Source data >>
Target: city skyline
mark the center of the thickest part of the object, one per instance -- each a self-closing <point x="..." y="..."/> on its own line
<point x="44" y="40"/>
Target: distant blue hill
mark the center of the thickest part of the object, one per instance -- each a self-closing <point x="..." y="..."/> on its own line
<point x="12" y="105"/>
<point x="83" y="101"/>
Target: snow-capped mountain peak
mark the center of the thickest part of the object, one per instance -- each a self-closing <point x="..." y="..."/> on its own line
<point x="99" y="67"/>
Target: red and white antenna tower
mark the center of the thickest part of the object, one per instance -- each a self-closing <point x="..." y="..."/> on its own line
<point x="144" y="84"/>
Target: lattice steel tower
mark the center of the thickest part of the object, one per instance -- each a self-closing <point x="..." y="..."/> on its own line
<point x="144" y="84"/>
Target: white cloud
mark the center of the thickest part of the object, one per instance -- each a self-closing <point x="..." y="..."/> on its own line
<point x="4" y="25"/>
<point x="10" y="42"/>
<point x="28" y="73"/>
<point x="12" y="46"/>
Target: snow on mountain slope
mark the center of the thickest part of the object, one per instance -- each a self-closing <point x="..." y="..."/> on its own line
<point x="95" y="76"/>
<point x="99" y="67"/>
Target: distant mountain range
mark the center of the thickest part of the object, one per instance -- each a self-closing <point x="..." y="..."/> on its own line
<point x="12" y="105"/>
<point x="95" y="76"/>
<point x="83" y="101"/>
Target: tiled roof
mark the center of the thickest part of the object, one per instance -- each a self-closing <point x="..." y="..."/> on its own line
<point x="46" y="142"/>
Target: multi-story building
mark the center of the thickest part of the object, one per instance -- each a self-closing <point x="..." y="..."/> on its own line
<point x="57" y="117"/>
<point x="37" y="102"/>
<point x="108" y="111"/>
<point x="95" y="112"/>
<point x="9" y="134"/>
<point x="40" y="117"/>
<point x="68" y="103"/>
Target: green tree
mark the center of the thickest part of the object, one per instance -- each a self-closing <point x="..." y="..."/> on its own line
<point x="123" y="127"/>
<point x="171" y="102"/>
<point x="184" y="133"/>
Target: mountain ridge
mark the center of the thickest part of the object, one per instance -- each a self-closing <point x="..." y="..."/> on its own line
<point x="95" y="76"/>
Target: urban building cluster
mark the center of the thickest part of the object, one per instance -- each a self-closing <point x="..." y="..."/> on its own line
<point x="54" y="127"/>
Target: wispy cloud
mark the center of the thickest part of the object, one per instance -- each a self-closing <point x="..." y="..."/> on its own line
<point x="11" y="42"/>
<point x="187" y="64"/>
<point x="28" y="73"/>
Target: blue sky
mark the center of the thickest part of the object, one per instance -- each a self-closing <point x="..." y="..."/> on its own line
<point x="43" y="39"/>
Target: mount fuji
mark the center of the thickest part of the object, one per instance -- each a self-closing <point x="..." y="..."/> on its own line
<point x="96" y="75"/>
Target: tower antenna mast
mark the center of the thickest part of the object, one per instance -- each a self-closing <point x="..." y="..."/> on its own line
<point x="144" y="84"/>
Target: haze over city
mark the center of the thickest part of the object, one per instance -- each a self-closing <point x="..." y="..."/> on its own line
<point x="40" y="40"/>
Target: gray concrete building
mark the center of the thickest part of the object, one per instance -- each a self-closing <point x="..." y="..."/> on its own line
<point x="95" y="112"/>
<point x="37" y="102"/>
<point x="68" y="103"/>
==
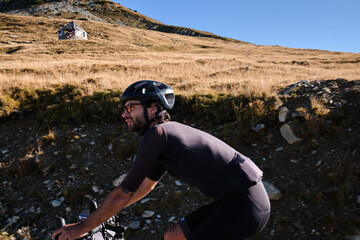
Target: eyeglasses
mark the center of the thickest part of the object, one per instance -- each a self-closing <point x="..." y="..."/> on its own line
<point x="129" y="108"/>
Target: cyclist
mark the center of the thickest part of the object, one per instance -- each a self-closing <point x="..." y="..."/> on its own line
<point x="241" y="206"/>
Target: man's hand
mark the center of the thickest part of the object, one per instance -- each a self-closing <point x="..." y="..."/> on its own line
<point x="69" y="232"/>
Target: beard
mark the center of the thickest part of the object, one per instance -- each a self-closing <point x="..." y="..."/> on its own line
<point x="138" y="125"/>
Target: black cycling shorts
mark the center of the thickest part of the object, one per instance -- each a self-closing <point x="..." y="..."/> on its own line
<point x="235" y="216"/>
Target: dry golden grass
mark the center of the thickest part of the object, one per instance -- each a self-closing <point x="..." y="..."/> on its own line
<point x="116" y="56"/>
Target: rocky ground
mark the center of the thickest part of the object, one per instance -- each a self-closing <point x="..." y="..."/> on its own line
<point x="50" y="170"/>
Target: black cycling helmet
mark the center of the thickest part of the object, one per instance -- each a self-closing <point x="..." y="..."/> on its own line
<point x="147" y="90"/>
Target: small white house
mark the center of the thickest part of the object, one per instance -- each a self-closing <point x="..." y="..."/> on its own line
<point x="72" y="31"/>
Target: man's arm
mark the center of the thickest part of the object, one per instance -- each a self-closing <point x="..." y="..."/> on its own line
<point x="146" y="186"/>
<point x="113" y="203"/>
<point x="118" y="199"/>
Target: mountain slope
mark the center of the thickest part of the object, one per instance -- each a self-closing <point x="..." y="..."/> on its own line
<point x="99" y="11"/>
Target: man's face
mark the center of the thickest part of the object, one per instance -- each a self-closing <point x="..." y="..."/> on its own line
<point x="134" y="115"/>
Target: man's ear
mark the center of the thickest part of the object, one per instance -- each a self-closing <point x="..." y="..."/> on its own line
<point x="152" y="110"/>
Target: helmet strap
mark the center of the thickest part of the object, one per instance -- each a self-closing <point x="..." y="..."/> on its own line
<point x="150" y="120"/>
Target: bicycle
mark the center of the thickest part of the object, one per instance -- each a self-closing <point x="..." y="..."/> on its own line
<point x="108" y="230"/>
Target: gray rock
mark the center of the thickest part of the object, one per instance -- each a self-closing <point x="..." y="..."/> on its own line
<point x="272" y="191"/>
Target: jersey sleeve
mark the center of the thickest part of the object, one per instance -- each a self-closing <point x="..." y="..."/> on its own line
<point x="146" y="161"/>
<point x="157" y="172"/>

To do >> Find and copy each line of the material that holds the word "distant".

Task result >>
Target: distant blue hill
Target: distant mountain range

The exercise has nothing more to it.